** start Article **

##
To the editors:

The many-brained and almost-all knowing Cecil Adams, who recently discussed correctly a question involving a somewhat subtle point in the general theory of relativity [June 30], has now flubbed what he (a bit hastily) describes as a problem “straight out of Physics 101” [Letters, July 21; Straight Dope, December 16]. I refer to the matter of the comparative times before hitting the ground of a plummeting and a (horizontally) fired bullet.

In the first place, Cecil blunders in his description of the factors involved: “The arc described by the bullet shot from the gun is a function of two forces, the exploding gunpowder and gravity.” The exploding gunpowder (which, properly speaking, is not a “force,” although of course it exerts a force upon the bullet) has done its work by the time the bullet leaves the barrel of the gun–at which time the problem proper really begins. The relevant forces on the projected bullet, from this time on, are that of gravity (the bullet’s weight), the buoyant effect of the air (which can be regarded simply as reducing the weight, and which acts equally upon the projected and the falling bullet), and the resistance of the air to motion through it.

That criticism, however, only concerns the correct use of technical terms. What is more important is a serious error in the mathematical analysis of the problem. Here Cecil says that “wind resistance affects the two”–in the context, the “two forces” he has referred to; but I take him to mean the two (relevant) components of the bullet’s velocity: horizontal and vertical–“independently”; and he goes on to conclude that the vertical motion is slowed by the same amount in the case of the fired and the falling bullet, so that, were it not for the earth’s curvature, the two would take equal times to hit the ground (starting from the same height).

** end Article **
** start Material supplied **

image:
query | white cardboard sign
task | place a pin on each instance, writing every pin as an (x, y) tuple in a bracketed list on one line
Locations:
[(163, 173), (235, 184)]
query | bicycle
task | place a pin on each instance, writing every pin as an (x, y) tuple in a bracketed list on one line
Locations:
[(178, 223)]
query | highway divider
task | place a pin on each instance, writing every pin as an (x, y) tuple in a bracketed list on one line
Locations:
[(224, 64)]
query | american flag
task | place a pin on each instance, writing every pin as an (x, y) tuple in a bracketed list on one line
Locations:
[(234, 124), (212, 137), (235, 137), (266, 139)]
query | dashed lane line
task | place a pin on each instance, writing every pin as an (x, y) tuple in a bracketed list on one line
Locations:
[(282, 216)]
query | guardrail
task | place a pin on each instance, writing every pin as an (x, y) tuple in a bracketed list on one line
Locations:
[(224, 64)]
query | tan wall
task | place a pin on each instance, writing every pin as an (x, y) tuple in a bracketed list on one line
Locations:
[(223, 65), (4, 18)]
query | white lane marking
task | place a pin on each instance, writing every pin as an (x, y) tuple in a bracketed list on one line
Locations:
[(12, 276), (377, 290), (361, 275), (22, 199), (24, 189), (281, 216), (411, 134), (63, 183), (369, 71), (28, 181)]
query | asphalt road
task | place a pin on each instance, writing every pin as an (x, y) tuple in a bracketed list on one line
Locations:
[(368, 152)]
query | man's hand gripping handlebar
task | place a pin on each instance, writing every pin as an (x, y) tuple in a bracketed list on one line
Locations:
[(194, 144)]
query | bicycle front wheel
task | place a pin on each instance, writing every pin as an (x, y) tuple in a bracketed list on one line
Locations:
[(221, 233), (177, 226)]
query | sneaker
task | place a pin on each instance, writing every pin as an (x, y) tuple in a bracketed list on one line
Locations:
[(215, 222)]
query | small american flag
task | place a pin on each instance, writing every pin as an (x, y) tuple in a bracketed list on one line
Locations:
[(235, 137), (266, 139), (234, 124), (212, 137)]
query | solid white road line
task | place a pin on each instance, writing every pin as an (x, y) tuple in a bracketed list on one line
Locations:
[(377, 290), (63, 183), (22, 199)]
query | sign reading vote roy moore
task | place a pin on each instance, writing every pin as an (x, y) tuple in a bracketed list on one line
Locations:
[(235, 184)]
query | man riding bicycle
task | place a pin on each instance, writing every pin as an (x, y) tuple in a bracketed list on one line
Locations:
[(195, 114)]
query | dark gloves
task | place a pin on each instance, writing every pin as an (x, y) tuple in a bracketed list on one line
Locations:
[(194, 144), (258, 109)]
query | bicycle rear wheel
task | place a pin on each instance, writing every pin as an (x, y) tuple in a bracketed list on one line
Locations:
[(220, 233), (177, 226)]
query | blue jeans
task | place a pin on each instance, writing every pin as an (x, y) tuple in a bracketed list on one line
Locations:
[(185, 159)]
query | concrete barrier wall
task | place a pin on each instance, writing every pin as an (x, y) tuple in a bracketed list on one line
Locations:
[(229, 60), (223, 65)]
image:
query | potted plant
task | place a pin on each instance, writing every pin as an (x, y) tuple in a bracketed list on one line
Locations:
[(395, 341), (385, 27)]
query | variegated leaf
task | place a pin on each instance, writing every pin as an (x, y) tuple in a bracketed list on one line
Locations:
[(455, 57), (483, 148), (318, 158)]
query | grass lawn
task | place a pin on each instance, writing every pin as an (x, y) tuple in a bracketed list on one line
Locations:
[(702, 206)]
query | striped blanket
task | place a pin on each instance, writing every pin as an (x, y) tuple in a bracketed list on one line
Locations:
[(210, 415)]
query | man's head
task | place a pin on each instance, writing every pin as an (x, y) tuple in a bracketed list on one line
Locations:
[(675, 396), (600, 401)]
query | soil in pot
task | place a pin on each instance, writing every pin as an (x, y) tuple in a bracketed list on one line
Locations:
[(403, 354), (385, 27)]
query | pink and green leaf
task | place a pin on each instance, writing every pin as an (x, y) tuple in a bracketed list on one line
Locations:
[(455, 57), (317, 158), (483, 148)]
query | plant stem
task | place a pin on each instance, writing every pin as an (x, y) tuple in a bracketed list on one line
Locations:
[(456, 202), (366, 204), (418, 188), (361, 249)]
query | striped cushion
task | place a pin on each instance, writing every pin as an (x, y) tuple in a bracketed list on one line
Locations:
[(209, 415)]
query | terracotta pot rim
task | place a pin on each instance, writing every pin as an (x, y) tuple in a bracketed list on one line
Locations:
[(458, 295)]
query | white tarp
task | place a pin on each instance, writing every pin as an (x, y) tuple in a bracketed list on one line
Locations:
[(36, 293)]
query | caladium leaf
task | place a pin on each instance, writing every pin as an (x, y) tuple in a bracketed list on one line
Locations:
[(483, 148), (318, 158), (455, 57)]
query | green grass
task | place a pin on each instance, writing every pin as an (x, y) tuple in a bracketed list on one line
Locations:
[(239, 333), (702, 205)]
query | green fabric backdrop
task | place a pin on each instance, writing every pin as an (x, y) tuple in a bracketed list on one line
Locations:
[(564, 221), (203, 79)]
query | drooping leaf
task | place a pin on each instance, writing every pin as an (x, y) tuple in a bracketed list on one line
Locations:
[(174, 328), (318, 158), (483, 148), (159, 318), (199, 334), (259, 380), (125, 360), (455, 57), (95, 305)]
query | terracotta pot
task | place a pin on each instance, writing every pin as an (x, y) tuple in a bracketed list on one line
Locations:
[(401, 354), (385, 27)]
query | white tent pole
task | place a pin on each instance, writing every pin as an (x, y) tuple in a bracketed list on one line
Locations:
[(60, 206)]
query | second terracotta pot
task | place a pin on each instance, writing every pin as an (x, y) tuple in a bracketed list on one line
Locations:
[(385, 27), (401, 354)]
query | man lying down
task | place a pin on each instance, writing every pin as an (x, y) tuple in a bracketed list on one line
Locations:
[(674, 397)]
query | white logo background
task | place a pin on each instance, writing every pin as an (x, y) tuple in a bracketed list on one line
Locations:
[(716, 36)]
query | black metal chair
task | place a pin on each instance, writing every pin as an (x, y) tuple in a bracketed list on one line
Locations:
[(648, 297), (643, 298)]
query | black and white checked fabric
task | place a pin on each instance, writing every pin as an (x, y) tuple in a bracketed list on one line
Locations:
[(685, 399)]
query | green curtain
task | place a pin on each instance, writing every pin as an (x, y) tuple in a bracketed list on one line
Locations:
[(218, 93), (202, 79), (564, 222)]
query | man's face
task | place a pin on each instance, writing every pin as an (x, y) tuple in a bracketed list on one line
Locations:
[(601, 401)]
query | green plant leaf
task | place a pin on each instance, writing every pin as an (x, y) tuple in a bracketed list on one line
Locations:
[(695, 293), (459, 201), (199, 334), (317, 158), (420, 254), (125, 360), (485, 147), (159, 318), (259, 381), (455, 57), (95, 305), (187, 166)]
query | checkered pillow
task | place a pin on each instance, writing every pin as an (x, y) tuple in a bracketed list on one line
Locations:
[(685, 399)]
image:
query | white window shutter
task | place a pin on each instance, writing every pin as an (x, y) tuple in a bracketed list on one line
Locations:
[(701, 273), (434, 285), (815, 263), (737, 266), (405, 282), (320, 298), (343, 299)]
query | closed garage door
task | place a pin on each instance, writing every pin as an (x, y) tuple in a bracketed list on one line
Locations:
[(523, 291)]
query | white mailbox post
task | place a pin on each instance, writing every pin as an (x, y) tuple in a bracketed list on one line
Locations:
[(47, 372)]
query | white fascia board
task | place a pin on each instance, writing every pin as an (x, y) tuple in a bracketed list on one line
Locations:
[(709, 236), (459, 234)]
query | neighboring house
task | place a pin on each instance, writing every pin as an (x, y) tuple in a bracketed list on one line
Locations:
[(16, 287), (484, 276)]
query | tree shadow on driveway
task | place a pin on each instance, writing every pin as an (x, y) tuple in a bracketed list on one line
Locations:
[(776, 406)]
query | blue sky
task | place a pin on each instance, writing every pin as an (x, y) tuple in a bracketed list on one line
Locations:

** end Material supplied **

→ **Actions to take**:
1 – According to the letter, which forces act on the bullet once it has left the barrel of the gun?
2 – Extract each line of the entries that contains the word "leaf".

→ **Set of answers**:
1 – Gravity (the bullet's weight), the buoyant effect of the air, and the resistance of the air to motion through it.

2 –
query | variegated leaf
query | pink and green leaf
query | caladium leaf
query | drooping leaf
query | green plant leaf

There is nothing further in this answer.